B. Tugas Pokok dan Wewenang PPK (Perpres 70/2012, pasal 11)
PPK mempunyai tugas pokok dan wewenang, antara lain :
  1. Menetapkan rencana pelaksanaan pengadaan barang/jasa
  2. Menerbitkan Surat Penunjukan Penyedia Barang/Jasa
  3. Menandatangani Kontrak
  4. Melaksanakan kontrak dengan Penyedia Barang/Jasa
  5. Mengendalikan pelaksanaan kontrak
  6. Melaporkan pelaksanaan/penyelesaian Pengadaan barang/Jasa kepada PA/KPA
  7. Menyerahkan hasil pekerjaan Pengadaan Barang/Jasa kepada PA/KPA dengan berita Acara Penyerahan
  8. Melaporkan kemajuan pekerjaan termasuk penyerapan anggaran dan hambatan pelaksanaan pekerjaan kepada PA/KPA setiap triwulan dan
  9. Menyimpan dan menjaga keutuhan dokumen pelaksanaan Pengadaan barang/ Jasa
Tugas-tugas lain dari PPK selain tersebut di atas antara lain :
  1. Mengusulkan kepada PA/KPA :
  2. Perubahan paket pekerjaan, dan/atau
  3. Perubahan jadwal kegiatan pengadaan
  4. Menetapkan tim pendukung
  5. Menetapkan tim atau tenaga ahli pemberi penjelasan teknis (aanwijzer) untuk membantu pelaksanaan tugas Unit Layanan Pengadaan
  6. Menetapkan besaran uang muka yang akan dibayarkan kepada penyedia barang/jasa.
      Sedangkan berdasarkan pasal 13 Perpres No. 54 Tahun 2010, PPK dilarang mengadakan ikatan perjanjian atau menandatangani kontrak dengan penyedia barang/jasa apabila belum tersedia anggaran atau tidak cukup tersedia anggaran yang dapat mengakibatkn dilampauinya batas anggaran yang tersedia untuk kegiatan yang dibiayai dari APBN/APBD.

Cuplikan Data:
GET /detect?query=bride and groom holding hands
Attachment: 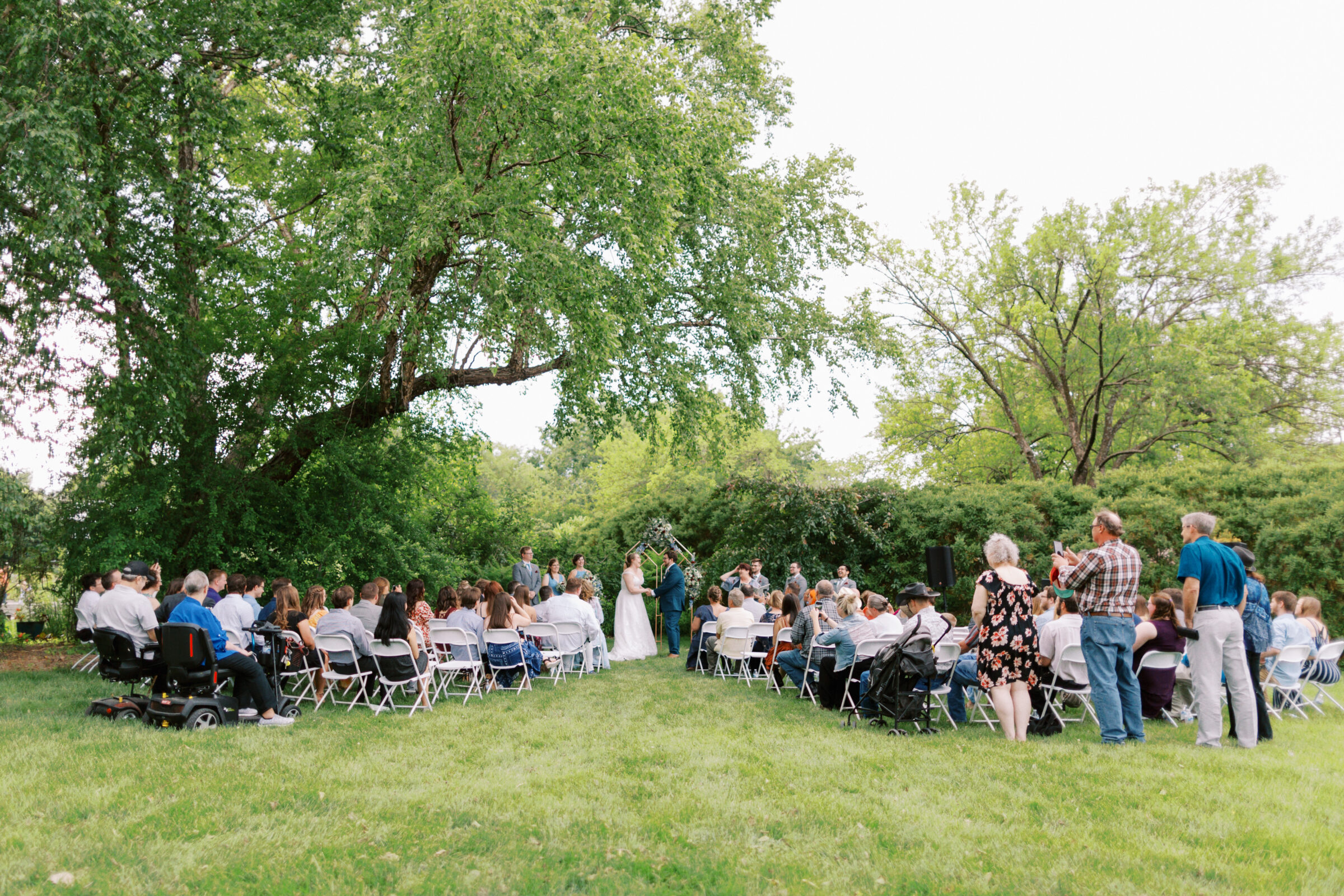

Tantangan:
1) Sebutkan semua hal yang menurut teks tentang tugas PPK ditetapkan oleh PPK.
2) Jawablah berdasarkan teks tentang tugas PPK:
(a) Seberapa sering PPK melaporkan kemajuan pekerjaan kepada PA/KPA?
(b) Dengan dokumen apa PPK menyerahkan hasil pekerjaan Pengadaan Barang/Jasa kepada PA/KPA?
(c) Menurut pasal 13 Perpres No. 54 Tahun 2010, dalam keadaan apa PPK dilarang menandatangani kontrak dengan penyedia barang/jasa?
3) Ketik ulang bagian teks tentang tugas PPK, dimulai dari "Sedangkan berdasarkan pasal" dan diakhiri dengan "dibiayai dari APBN/APBD.".
Materi ini terpisah dari teks dan berdiri sendiri.

Jawaban per Tugas:
1)
- Rencana pelaksanaan pengadaan barang/jasa
- Tim pendukung
- Tim atau tenaga ahli pemberi penjelasan teknis (aanwijzer) untuk membantu pelaksanaan tugas Unit Layanan Pengadaan
- Besaran uang muka yang akan dibayarkan kepada penyedia barang/jasa

2)
(a) Setiap triwulan.
(b) Dengan Berita Acara Penyerahan.
(c) Apabila anggaran belum tersedia atau tidak cukup tersedia sehingga dapat melampaui batas anggaran yang tersedia untuk kegiatan yang dibiayai dari APBN/APBD.

3)
Sedangkan berdasarkan pasal 13 Perpres No. 54 Tahun 2010, PPK dilarang mengadakan ikatan perjanjian atau menandatangani kontrak dengan penyedia barang/jasa apabila belum tersedia anggaran atau tidak cukup tersedia anggaran yang dapat mengakibatkn dilampauinya batas anggaran yang tersedia untuk kegiatan yang dibiayai dari APBN/APBD.